Repeat the data word for word, excluding every picture.
Top of Recorded information
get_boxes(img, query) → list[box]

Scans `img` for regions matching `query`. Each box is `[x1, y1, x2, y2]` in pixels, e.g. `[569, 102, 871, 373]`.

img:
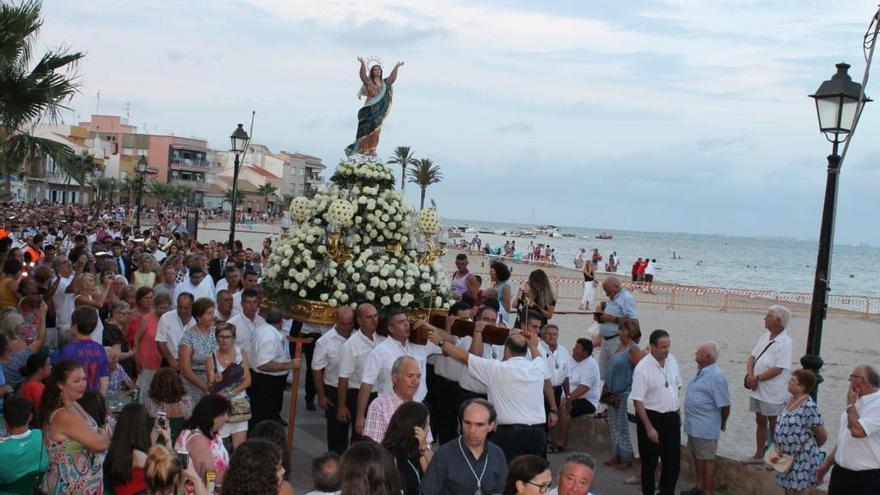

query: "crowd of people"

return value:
[0, 201, 877, 495]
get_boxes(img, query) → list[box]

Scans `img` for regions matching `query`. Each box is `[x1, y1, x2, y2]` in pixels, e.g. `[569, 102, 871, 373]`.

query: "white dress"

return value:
[215, 346, 250, 437]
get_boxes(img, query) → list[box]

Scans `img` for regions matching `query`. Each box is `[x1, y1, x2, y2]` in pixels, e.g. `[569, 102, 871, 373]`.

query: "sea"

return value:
[443, 218, 880, 298]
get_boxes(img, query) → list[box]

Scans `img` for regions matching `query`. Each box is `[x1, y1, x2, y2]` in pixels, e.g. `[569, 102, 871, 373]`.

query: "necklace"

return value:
[788, 394, 808, 412]
[458, 436, 489, 494]
[406, 459, 421, 484]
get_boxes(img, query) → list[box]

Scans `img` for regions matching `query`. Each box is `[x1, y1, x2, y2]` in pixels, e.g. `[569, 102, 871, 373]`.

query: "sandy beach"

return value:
[199, 222, 879, 461]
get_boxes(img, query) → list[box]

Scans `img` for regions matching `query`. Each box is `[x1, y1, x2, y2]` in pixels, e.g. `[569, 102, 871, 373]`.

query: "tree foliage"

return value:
[407, 158, 442, 209]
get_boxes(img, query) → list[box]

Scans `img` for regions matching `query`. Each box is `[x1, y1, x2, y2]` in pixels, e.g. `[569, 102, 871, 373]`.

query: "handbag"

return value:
[764, 442, 795, 473]
[210, 352, 251, 423]
[600, 388, 620, 408]
[744, 341, 774, 390]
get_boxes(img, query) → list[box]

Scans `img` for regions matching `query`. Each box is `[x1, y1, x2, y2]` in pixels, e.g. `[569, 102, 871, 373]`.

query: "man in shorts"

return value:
[682, 342, 730, 495]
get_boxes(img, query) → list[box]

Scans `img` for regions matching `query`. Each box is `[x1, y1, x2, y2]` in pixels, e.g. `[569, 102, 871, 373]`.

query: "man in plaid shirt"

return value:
[363, 355, 433, 443]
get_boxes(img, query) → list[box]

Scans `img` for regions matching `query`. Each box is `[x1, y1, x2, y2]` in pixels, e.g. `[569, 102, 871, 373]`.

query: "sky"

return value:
[36, 0, 880, 245]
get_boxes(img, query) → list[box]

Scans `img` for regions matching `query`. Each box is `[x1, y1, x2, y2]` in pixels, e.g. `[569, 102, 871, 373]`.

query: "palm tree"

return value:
[147, 182, 177, 206]
[257, 182, 278, 214]
[388, 146, 415, 192]
[224, 188, 243, 209]
[0, 1, 85, 192]
[407, 158, 442, 209]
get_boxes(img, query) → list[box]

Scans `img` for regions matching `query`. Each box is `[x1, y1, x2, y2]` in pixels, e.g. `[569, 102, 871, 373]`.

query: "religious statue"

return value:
[344, 57, 404, 157]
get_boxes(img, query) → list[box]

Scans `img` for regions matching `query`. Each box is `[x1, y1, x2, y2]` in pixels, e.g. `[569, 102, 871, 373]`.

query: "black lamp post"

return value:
Bottom of Recorded information
## Answer area
get_boxes(img, query) → list[box]

Scans `img` for regions matching `query`. Each box is `[x1, y1, x2, y2]` in pixels, e.g. `[569, 102, 871, 373]`.

img:

query: "crowd of people"

return value:
[0, 201, 877, 495]
get_boxes(img, query) → list[box]

Scans `img` for regions matching `query`. Each box is `[x1, y1, x2, y2]` in pixels, e.g. `[569, 102, 871, 373]`.

query: "white dress"

return value:
[215, 346, 250, 437]
get_boxes(img, query) → list[box]

Scans `img` for regions matching `query`. Each box is `[x1, y1, x2, y2]` in pixels, e.g. `[569, 102, 871, 373]`.

query: "sea"

return value:
[443, 218, 880, 298]
get_boxes(img, query) → list[box]

Scans `img` for regions matching `query`. Each box is `[x1, y1, x2, y2]` in pixels, e.g. `[569, 102, 871, 373]`.

query: "necklace"

return value:
[788, 394, 808, 412]
[458, 436, 489, 494]
[406, 459, 421, 484]
get_boxes(img, query) → list[box]

Scans `img` for regions matching `query`. Each box is `[x1, y1, x2, y2]` in pixels, e.g. `[569, 102, 871, 373]`.

query: "sandy beach"

return value:
[199, 222, 879, 461]
get_boxes(img, query) → list[box]

Scans `img` for regions matching `query`. Each box is `[x1, y1, x2, y2]` in pixels, e.g. `[569, 102, 871, 373]`.

query: "tree foliage"

return value:
[407, 158, 442, 209]
get_boxes(img, query) → list[box]

Scans `img` for regions matching `query`. Each box is `[x1, y1, x2, y2]` in pixels, e.g. `[569, 102, 871, 373]`.

query: "handbag"

return value:
[764, 442, 795, 473]
[210, 352, 251, 423]
[600, 388, 620, 408]
[744, 341, 774, 390]
get_boxes(img, query) → list[box]

Scans `img` for regions matching `query`. Each box is `[x1, y1, x2, y2]` in pixels, e.g. `[569, 102, 871, 373]`.

query: "man in shorts"

return value:
[682, 342, 730, 495]
get_boxes(img, query) → list[box]

Scans `img` for regions matching `query`. Each box is `[x1, y1, x2, y2]` in pixels, e.g. `[569, 102, 871, 373]`.

query: "man in plaid shirt"

return value:
[363, 355, 433, 443]
get_boxes(img, query) → list[box]

Scans `img` for regions matching `query`. Each box is `[x1, y1, x2, y2]` in pixels, e.g. `[569, 102, 871, 373]`.

query: "sky"

return value:
[36, 0, 880, 245]
get_boxes(img, query) → list[box]

Scans `img` for regions matching `query`. Each box is `[x1, y1, x2, y2]` in pixels, e.g. `[569, 102, 871, 373]`.

query: "palm tree"

return value:
[147, 182, 177, 206]
[257, 182, 278, 214]
[388, 146, 415, 192]
[224, 188, 243, 209]
[0, 1, 85, 192]
[407, 158, 442, 209]
get_boxes(img, query) → list[box]

Scans `img` for regions matching `query`. Each box is `[x1, y1, x2, y2]` in pixels, e.g. `[569, 102, 871, 373]`.

query: "religious statue"

return value:
[344, 57, 404, 157]
get_boxes(img, query) → list[box]

Scans `img` for regions matching `query`. Each box is `[x1, y1, x2, y2]` in pixels, e.g. `[569, 102, 871, 373]`.

query: "black lamp post"

return value:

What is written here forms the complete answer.